**Extract provided**.
++++++++++++++++++++

My father was a US Foreign Service officer and my grandfather retired as a colonel in the United States Army. They both took the oath that I look forward to taking as a member of Congress:
“I do solemnly swear (or affirm) that I will support and defend the Constitution of the United States against all enemies, foreign and domestic; that I will bear true faith and allegiance to the same; that I take this obligation freely, without any mental reservation or purpose of evasion, and that I will well and faithfully discharge the duties of the office on which I am about to enter. So help me God.”
In college, I volunteered with a student group that piloted a program teaching English to non-native English speakers and facilitating “know your rights” workshops. After college, I served as a human rights observer in an indigenous Zapatista village in Mexico that was being threatened by paramilitaries.
I later served in AmeriCorps and worked for two years as a substitute teacher, which showed me just how much your zip code determines the quality of your education—and just how hard teachers work for so little pay.

++++++++++++++++++++

**Provided data**.
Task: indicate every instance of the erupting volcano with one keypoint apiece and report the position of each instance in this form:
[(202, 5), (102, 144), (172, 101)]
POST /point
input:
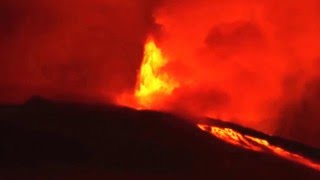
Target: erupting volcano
[(160, 89), (154, 85)]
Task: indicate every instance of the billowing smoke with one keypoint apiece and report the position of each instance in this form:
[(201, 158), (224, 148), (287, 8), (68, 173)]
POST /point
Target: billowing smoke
[(250, 62), (87, 49), (253, 62)]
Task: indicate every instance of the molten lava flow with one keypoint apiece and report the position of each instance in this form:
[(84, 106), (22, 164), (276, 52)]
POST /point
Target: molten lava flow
[(256, 144), (152, 82)]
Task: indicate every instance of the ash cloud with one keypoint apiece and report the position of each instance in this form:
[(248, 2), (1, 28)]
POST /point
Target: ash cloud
[(260, 56), (59, 49)]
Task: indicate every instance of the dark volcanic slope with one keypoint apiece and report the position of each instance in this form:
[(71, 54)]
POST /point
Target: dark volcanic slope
[(42, 140)]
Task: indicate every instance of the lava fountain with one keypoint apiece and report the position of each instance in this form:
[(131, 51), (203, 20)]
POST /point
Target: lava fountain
[(154, 86)]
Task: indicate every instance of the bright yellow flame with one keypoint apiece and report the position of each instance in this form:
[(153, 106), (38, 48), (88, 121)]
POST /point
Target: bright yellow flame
[(152, 82)]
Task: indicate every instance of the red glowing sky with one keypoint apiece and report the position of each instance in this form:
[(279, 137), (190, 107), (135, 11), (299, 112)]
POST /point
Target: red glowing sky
[(254, 62)]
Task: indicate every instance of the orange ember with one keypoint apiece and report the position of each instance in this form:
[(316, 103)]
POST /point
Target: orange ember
[(256, 144), (152, 82)]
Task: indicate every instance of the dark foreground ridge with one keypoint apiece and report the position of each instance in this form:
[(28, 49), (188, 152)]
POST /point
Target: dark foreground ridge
[(48, 140)]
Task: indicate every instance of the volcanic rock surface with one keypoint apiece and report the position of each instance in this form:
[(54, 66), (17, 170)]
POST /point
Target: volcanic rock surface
[(44, 140)]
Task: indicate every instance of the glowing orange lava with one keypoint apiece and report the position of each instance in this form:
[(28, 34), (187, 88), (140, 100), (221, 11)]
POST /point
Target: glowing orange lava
[(256, 144), (153, 84)]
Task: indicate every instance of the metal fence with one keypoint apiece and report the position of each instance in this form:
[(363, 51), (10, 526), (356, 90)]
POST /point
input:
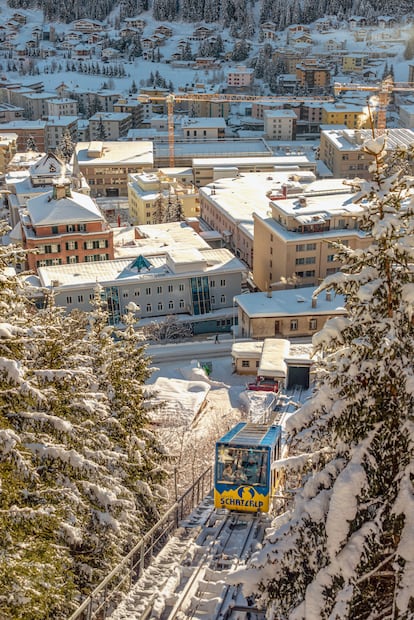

++++++++++++++++++++

**Required work**.
**a)** In one to three sentences, explain what working two years as a substitute teacher showed the writer of the background statement.
**b)** Pick up the background statement after its last sentence and write the next part.
The entries come from a different source than the background statement.

**Answers by item**.
**a)** Substitute teaching showed the writer how much a student's zip code decides how good their education is. It also showed how hard teachers work for so little pay.

**b)**
I worked for several years with the International Association of Genocide Scholars with Dr. Gregory Stanton, who authored the 10 Stages of Genocide, and I presented a paper at a 2007 genocide studies conference in Sarajevo. This experience taught me the grave danger of vilifying entire groups of people, using dehumanizing language to describe them, and putting them in concentration camps, and it informs my policy views today.
In 2015, the Supreme Court granted me the right to get married. I’ll never forget what it was like to receive this right, but as someone who grew up in the closet at a time when the majority of the American public opposed gay rights, I know we must continue to fight for our rights — as the Trump administration has, sadly, shown.
I serve as a commissioner on the Tacoma Area Commission on Disabilities, and I’m an organizer with the Tacoma Tenants Organizing Committee, which won significant tenant protections in Tacoma and played a large role in new state-wide protections. These changes have had a direct impact on my security, as someone living on a month-to-month lease with rent that’s risen 16% in 3 years.
In addition:
Washington is one of the most progressive states in the country, but you wouldn’t know it from WA-06's representative in Congress, who routinely works to fast track anti-worker legislation like the Trans-Pacific Partnership (TPP), works to stifle free speech with bills like the Israel Anti-Boycott Act, and refuses to support popular policies like the Green New Deal.
Our current incumbent, Derek Kilmer, has taken millions of dollars from Wall Street, insurance companies, and lobbyists. He’s so cozy with lobbyists that his former chief of staff is now a lobbyist who coaches other Congressional chiefs of staff on how to schmooze with lobbyists.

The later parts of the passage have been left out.